* [Shape annotation items]
-.-.-

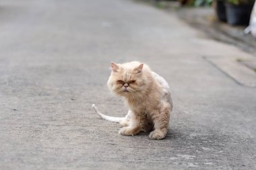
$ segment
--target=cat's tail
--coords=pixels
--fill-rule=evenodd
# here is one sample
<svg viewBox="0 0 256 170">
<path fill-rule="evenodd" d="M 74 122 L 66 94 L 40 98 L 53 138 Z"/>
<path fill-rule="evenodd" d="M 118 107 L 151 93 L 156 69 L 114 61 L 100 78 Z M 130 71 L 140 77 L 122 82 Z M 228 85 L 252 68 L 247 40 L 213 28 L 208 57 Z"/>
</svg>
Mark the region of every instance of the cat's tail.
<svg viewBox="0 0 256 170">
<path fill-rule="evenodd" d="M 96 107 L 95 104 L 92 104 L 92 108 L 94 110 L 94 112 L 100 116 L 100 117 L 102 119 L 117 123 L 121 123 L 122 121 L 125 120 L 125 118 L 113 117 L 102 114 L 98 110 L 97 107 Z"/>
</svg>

-.-.-

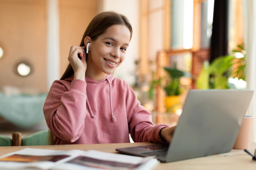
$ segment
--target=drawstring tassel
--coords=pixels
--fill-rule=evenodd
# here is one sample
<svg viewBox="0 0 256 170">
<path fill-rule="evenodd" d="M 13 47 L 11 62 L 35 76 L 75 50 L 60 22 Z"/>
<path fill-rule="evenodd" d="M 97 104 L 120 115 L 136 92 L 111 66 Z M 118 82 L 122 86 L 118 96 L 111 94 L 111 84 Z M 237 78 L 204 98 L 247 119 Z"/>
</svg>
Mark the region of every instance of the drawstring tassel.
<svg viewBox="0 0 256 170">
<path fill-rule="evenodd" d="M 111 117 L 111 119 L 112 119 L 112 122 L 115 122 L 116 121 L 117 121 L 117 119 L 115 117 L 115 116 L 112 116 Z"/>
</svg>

-.-.-

* [What you need to do]
Tally the lines in the items above that contain the string "region", where case counts. Give only the number.

* [Reply to the task]
2